The couple was tragically murdered on September 3, 2004 by Thomas Kleingartner, Mrs. Hughes's adopted son from a prior marriage. Both died as a result of gunshot wounds to the head. Click here, here and here for more on this terrible crime and the ensuing criminal trial.

Because the coroner was unable to determine which spouse predeceased the other, pursuant to F.S. 732.601(1) the probate court deemed their deaths to be simultaneous and entered an order to that effect in the probate of Mr. Hughes' estate. Accordingly, Mr. Hughes' property was to be disposed of as if he survived Mrs. Hughes.

The order of death wouldn't have mattered in this case if F.S. 736.1106(2) had applied (the antilapse statute applicable to Florida trusts). Under that statute, Mrs. Hughes' heirs would have inherited her share of Mr. Hughes' estate, regardless of who survived who. However, this particular trust fell between the cracks of Florida's current and prior antilapse statute, thus the much harsher common law rule applied.

Given instruction: Please copy the passage on the Hughes estate between "The couple was" and "ensuing criminal trial.", inclusive, and replace "terrible" with "shocking".

Collected data:

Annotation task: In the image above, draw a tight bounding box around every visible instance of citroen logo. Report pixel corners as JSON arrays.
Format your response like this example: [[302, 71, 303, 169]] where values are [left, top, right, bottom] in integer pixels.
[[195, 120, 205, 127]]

Solution to the problem:
The couple was tragically murdered on September 3, 2004 by Thomas Kleingartner, Mrs. Hughes's adopted son from a prior marriage. Both died as a result of gunshot wounds to the head. Click here, here and here for more on this shocking crime and the ensuing criminal trial.